Goal » Locate every line in the entries below that contains the word "white" and copy each of those lines. Case counts when matching.

Source data

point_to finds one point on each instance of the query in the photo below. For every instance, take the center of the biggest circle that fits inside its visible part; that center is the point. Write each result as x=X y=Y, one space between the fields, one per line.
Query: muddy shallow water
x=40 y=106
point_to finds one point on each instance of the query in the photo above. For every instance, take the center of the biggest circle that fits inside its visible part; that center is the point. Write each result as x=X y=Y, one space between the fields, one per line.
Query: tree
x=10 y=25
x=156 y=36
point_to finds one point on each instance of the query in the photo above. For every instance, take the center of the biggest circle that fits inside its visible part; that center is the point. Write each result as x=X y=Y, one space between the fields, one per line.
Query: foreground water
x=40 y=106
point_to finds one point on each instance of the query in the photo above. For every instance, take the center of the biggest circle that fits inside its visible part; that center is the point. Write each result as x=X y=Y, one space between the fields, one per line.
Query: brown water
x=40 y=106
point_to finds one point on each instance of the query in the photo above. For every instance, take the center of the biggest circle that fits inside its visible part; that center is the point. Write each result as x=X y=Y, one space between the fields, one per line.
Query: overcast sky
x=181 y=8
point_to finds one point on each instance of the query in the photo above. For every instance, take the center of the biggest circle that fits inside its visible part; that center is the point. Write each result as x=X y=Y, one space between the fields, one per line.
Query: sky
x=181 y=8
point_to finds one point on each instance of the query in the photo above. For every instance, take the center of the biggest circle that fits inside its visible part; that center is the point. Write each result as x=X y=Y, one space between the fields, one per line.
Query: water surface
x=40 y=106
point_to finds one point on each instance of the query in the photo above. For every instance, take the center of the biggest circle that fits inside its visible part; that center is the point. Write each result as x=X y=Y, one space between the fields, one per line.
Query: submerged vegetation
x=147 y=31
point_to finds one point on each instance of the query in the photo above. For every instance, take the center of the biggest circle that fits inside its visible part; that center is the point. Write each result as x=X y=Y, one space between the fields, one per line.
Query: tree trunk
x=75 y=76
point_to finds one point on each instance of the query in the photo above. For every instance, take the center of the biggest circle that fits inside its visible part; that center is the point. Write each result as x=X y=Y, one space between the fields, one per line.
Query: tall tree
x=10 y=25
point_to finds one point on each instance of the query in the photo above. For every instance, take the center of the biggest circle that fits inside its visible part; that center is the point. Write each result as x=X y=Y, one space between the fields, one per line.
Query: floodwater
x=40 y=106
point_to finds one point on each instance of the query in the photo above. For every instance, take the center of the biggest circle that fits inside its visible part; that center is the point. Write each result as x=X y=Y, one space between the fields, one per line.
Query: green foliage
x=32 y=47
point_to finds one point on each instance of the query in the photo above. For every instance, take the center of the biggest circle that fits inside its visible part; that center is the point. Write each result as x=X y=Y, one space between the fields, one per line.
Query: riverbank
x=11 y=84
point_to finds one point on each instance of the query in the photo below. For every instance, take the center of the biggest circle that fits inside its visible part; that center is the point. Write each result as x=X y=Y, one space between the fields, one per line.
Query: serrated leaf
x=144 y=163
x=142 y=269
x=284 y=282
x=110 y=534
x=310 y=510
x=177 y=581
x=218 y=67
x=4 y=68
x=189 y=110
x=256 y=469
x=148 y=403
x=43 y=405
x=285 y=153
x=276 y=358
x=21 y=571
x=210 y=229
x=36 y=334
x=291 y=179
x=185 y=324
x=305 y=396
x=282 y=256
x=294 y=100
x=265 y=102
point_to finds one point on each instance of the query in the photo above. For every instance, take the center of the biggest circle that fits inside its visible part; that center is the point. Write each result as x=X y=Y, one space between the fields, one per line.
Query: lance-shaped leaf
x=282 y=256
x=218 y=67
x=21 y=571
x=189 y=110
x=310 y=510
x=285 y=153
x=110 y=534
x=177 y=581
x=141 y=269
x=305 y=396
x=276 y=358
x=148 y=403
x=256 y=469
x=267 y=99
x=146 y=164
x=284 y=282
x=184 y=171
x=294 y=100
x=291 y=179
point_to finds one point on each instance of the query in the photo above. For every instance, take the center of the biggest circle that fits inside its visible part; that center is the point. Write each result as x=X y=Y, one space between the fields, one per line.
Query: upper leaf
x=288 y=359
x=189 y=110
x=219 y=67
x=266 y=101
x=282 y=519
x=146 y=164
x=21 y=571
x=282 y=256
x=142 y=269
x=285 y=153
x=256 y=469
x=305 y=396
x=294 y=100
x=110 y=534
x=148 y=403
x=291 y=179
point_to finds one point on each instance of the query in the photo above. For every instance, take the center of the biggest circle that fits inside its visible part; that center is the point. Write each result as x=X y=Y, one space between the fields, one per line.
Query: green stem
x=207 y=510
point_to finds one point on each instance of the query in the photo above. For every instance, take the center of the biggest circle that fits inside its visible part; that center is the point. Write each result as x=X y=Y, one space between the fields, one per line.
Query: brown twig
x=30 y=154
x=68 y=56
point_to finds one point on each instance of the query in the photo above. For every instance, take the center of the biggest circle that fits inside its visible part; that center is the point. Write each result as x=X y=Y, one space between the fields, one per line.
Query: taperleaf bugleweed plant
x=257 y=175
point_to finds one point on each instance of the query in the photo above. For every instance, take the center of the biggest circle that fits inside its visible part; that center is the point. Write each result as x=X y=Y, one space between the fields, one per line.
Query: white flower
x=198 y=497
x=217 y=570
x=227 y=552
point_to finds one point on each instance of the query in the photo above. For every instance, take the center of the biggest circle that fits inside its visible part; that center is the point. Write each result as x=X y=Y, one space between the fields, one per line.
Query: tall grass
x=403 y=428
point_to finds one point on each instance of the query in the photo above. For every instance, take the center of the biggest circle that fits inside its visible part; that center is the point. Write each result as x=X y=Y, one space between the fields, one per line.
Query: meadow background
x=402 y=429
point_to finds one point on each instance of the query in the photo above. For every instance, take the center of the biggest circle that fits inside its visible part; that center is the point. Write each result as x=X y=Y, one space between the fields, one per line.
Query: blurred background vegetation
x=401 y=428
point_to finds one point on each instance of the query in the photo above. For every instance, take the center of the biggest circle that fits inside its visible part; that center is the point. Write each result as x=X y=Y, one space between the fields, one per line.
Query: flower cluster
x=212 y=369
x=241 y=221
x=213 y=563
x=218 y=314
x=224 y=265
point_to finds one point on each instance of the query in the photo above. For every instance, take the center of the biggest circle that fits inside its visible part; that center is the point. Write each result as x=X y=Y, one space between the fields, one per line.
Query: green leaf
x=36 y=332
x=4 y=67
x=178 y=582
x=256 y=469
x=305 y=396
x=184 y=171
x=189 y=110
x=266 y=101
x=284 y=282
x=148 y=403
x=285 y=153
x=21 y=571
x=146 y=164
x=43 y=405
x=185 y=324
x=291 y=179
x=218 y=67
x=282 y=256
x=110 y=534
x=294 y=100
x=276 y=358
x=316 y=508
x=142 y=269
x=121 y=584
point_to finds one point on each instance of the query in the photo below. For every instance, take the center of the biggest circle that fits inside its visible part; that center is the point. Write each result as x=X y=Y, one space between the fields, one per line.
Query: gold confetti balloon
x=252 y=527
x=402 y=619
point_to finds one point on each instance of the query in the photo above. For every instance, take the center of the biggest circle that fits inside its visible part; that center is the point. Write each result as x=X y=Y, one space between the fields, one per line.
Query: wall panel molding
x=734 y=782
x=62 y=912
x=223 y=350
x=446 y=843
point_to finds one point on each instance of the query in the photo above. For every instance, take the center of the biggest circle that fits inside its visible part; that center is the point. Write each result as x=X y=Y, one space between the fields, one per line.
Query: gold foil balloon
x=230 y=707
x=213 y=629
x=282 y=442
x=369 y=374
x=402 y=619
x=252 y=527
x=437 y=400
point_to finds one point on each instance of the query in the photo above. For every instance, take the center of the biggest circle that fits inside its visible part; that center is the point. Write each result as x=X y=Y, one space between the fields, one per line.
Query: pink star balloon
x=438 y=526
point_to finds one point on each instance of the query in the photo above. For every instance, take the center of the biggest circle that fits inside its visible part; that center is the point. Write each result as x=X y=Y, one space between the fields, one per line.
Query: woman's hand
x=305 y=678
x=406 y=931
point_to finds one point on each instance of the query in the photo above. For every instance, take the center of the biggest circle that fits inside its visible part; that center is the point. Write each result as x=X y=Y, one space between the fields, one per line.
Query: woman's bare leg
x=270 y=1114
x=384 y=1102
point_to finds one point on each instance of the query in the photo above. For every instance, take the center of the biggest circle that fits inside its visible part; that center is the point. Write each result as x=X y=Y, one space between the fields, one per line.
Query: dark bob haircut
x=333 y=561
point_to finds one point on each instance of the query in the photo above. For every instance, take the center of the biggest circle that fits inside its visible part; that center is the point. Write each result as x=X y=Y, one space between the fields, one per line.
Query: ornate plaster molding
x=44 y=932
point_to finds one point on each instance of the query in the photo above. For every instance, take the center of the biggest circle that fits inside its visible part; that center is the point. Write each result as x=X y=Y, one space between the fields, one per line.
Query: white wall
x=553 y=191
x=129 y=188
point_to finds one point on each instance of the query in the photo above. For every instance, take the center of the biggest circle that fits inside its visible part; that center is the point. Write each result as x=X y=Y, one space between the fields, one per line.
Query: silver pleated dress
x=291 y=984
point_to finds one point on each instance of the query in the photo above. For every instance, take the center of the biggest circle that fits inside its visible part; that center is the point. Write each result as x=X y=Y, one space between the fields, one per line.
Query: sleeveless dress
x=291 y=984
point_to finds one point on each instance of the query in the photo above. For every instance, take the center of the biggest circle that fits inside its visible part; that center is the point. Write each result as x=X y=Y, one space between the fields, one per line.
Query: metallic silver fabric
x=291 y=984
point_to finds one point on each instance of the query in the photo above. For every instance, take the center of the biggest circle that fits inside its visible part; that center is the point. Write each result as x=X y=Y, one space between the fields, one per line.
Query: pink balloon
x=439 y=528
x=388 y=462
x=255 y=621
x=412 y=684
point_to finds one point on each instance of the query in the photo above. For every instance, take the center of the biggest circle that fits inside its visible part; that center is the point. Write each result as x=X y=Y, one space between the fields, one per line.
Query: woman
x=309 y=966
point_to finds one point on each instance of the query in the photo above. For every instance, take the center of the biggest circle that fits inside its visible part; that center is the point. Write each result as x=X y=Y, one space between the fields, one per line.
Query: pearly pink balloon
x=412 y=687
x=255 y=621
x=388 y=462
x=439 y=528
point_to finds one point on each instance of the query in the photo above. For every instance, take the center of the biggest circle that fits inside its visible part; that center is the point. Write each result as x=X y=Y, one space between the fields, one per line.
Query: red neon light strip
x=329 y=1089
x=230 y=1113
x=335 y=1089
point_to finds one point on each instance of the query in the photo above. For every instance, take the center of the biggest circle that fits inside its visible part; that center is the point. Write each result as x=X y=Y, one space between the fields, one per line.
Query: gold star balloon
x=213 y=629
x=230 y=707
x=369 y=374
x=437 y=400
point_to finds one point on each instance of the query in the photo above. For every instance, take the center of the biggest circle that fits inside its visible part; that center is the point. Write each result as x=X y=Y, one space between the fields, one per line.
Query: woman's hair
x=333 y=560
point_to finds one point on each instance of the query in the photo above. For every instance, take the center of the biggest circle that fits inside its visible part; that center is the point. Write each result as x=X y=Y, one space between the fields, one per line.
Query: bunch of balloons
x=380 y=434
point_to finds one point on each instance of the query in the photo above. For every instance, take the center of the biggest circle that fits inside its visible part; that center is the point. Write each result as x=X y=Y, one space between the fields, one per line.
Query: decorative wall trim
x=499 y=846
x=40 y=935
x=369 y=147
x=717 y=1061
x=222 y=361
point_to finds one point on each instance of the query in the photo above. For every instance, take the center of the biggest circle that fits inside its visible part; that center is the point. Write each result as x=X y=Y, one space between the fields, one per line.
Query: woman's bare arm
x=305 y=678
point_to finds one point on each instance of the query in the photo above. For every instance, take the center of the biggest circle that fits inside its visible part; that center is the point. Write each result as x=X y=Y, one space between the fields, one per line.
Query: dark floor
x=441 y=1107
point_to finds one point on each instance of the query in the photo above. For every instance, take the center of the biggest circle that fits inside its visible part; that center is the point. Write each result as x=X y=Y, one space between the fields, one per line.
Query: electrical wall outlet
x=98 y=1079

Exercise result »
Query: white flower
Query: white wall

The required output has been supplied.